■ **EXERCISE DETAILS**
Please edit the server upgrade story: start at "I worked for" and stop after "no longer available.", putting "storage room" wherever "closet" appears.

■ **GIVEN PASSAGE**
* START *

I worked for a sales organization in a large company. In this environment the sales group had their own servers for reporting development. When reporting systems matured enough, they were turned over to the IT group, which used a formal change management methodology.
In 2007 we were reviewing systems and architecture and noted that one of our key servers was a good candidate to be replaced by upgraded hardware located in a formal datacenter under IT control. At the time it lived in a closet in a sales center -- certainly a far cry from a state-of-the-art datacenter. Replacement parts were no longer available.
[ Do you have an IT tale when something went right, a war story, or a lesson learned? Submit it to InfoWorld's Off the Record. If we publish your story, we'll send you a $50 American Express gift card.]
This server, seven years old, had started out as a report development convenience for sales -- it pulled information from several phone management servers and kept an archive of the consolidated data. This archive strategy allowed the phone servers to purge data older than one month. Eventually more phone servers were added until they numbered at least three dozen. Yet all of their information was consolidated on this one server for convenience of reporting. With the increase in volume system, performance had begun to suffer, hence the need to upgrade. Often the daily backup was taking more than 24 hours to complete.

* END *

■ **SUPPLIED INFORMATION**
* START *

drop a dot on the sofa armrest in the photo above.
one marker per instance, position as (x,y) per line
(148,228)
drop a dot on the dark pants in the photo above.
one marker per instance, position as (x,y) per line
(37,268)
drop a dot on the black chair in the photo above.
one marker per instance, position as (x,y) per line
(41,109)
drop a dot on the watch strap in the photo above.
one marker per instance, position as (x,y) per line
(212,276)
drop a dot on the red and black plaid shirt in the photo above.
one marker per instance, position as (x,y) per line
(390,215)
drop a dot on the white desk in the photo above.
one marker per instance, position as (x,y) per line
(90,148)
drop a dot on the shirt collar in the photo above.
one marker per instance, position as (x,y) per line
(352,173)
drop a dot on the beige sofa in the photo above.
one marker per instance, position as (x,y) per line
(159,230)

* END *
* START *

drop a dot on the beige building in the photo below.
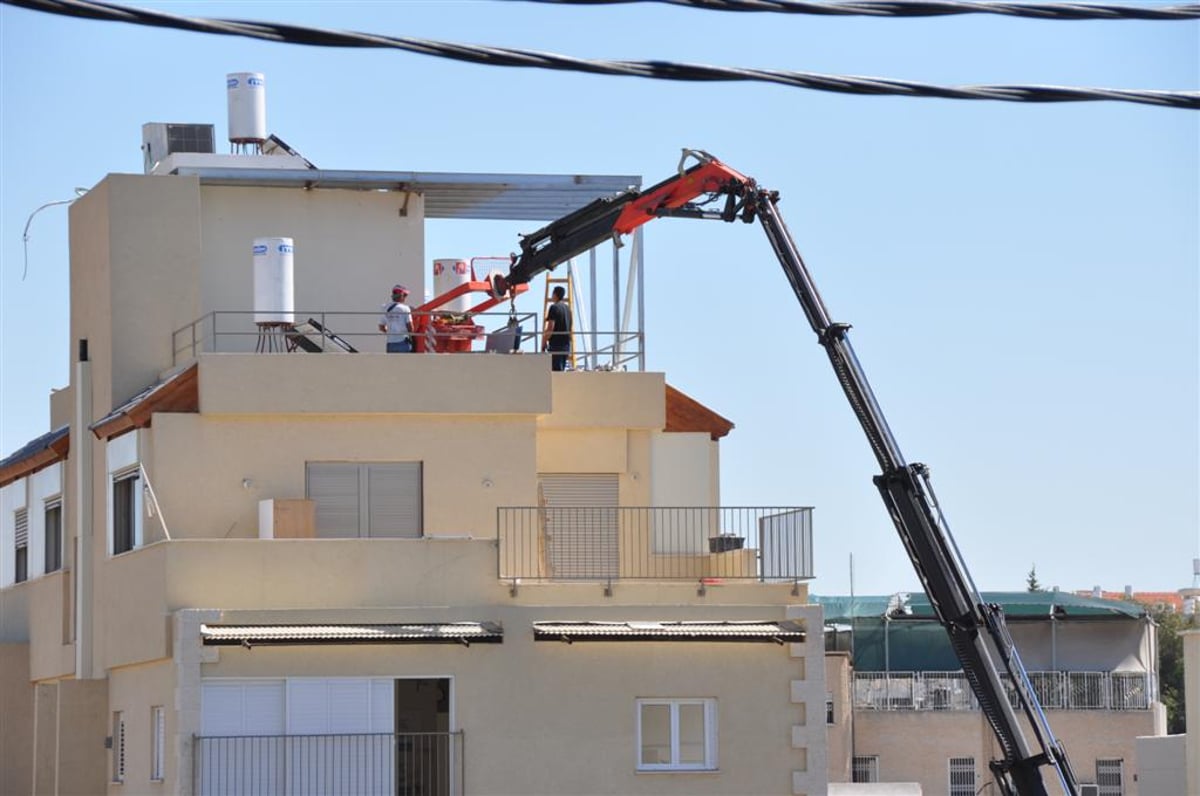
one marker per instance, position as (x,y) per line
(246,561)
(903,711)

* END *

■ **TASK RESULT**
I worked for a sales organization in a large company. In this environment the sales group had their own servers for reporting development. When reporting systems matured enough, they were turned over to the IT group, which used a formal change management methodology.
In 2007 we were reviewing systems and architecture and noted that one of our key servers was a good candidate to be replaced by upgraded hardware located in a formal datacenter under IT control. At the time it lived in a storage room in a sales center -- certainly a far cry from a state-of-the-art datacenter. Replacement parts were no longer available.